— START OF PAGE —

Clark Ashton Smith’s The Treader of the Dust, one of the last stories published in his lifetime, appeared in the August 1935 issue of Weird Tales. The author would go on to publish only a few more stories before shifting his attention away from fiction and poetry writing to sculpture and painting. His marvelously dark and distinctive work was created in a short span of about six years, after which his intensity as a writer dimmed like the dwindling red sun overhanging his imaginary continent of Zothique.
A few
years before the publication of The
Treader of the Dust, Smith had experienced considerable frustration with
Hugo Gernsback, at that time the publisher of Wonder Stories, whom he later had to sue for nearly $1000 owed him.
Following the initial success of his
first “Captain Volmar” story, Marooned in
Andromeda (1930), Gernsback complained that Smith’s second story in the proposed
series, The Red World of Polaris
(2003), was too slow, lacked a plot, and needed more action.
In a
letter to Clark Ashton Smith, dated January 29, 1932, H.P. Lovecraft commiserated
with his colleague about the increasing demand for conflict, movement and
faster paced story lines:
You
certainly succeed in preserving the pictorial quality despite the omnipresent
demand for “eckshun”, & are exceedingly fortunate in being able to bridge
the gulf. Whether I could do the same is
very doubtful…The most I can subjectively realise in the field of “eckshun” is the
phenomenon of flight & pursuit—especially of the sort in which
the quarry does not quite see or identify that which is pursuing. To have my “hero” turn on his intangible nemesis
& stage a wholesale slaughter in the Robert E. Howard fashion would be
beyond the powers of my imagination.
Smith
grudgingly made some revisions in The Red
World of Polaris to accommodate the magazine, but the story did not see
publication in his lifetime. Smith’s
foray into science fiction, at first filled with hope and excitement, was ultimately
a disappointment. (See also With
Captain Volmar, Somewhere Near Andromeda and Tloong
vs. Murm on the Red World.) According
to S.T. Joshi, it was probably the passing of his mother—in the same year The Treader of the Dust was published—as
well as the deaths of his father and his
close colleague H.P. Lovecraft, both in 1937, that led to the rapid decline of
Smith’s written output by the mid to late 1930s.

— END OF PAGE —
— START OF RECORD LIST —

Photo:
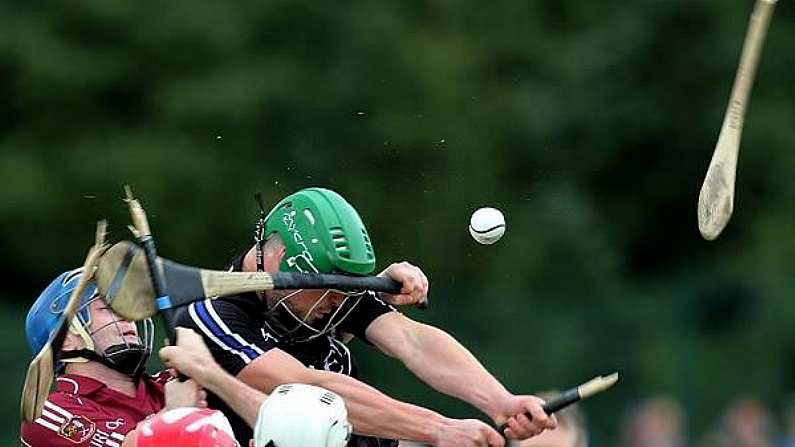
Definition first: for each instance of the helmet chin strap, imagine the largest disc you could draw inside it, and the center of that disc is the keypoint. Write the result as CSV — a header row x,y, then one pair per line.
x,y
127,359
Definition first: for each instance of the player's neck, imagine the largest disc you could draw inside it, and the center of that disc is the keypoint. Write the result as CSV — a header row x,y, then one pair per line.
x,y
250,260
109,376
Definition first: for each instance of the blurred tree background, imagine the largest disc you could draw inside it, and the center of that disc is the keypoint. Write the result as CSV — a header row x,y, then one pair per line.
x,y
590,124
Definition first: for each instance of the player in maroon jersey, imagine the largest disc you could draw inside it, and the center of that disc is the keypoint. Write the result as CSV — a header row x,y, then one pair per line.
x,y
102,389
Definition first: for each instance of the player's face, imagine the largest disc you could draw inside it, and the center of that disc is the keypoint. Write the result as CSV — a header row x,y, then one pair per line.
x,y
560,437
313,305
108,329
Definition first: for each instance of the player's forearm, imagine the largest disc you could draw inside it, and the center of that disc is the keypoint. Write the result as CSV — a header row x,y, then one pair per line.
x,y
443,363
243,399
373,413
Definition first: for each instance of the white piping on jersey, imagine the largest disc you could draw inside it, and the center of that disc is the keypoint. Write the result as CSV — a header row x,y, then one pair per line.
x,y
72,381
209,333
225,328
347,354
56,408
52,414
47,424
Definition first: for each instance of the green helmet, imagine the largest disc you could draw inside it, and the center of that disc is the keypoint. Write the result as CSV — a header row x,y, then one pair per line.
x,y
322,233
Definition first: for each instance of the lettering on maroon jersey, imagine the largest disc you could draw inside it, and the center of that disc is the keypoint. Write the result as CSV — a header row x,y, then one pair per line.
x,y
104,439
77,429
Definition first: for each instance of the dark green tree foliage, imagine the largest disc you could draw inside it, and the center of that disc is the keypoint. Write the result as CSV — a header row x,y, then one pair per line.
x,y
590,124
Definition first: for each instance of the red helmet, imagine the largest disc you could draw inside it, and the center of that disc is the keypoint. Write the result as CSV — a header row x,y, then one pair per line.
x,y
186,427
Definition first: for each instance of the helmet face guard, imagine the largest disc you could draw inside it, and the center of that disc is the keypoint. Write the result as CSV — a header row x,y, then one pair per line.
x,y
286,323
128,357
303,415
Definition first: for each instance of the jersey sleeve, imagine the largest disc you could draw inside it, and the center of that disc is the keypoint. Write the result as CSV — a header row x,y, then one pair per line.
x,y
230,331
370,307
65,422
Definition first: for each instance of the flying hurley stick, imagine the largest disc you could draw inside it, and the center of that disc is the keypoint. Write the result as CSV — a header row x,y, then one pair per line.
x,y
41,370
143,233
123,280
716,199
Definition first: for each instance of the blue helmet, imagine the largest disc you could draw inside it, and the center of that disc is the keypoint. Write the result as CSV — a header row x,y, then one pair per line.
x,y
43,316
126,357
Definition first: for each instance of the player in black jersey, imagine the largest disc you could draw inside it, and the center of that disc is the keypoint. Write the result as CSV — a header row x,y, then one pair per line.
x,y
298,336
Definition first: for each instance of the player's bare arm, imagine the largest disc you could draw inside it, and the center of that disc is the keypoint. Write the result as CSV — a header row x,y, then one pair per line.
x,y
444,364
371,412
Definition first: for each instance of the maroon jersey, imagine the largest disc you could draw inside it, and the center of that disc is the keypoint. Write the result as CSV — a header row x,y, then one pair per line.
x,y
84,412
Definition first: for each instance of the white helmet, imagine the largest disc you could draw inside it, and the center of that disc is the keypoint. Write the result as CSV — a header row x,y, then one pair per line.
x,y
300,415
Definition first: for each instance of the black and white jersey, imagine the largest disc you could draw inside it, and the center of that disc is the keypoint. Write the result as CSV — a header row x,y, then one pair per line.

— END OF RECORD LIST —

▸ **STATED GOAL A**: According to the Clark Ashton Smith article, in which issue of Weird Tales did The Treader of the Dust appear?
▸ **STATED GOAL B**: Please carry the Clark Ashton Smith article forward from its final sentence with the next few paragraphs.
The data above is separate material, apart from the Clark Ashton Smith article.

▸ **TASK RESULT A**: The August 1935 issue.

▸ **TASK RESULT B**:
In this
context, The Treader of the Dust is
both eerie and sad, ably capturing the author’s state of mind at this point in
his life. More a nightmarish prose poem
than a story, it seems to personify—in the entity called Quachil Uttaus—the relentless
and inescapable approach of aging, deterioration and death. John Sebastian, an occult scholar, has
recently fled his home in order to “exorcise the dim, bodiless legion of his
fears”. However, he manages to overcome his
ambivalence and return to the house at dusk.
Drawn
like a moth to a now guttering flame, Sebastian is alarmed by the excessive dust
and decay that have afflicted his personal possessions, despite his absence of
only a few days. His faithful servant is
unaccountably missing. As his panic increases—and the sun literally sets—he
tries to reassure himself with realistic explanations for the weird condition
of his residence. His moth-like path
takes him to his study, where his copy of the dreaded tome, The Testaments of Carnamagos lies open
to a very problematic passage.
Set in
contemporary setting, The Treader of the
Dust is interesting because of its use of realistic detail to depict the
approach of the otherworldly Quachil Uttaus, which may be a deity, an
extraterrestrial, or even an avatar of good old death. Perhaps at this time Smith was moving away
from his more familiar dark fantasy to develop a kind of psychological realism. A similar style can be seen in Smith’s Genius Loci (1933), and especially in The Face by the River, written in 1930
but published posthumously. (See also When
Your Genius Loci is a Spiritus Malus and Don’t
Take Me to the River) The theme of decadence, which runs throughout much of
Smith’s work, seems especially condensed in this story from late in his career,
and must have been acutely felt by the author himself.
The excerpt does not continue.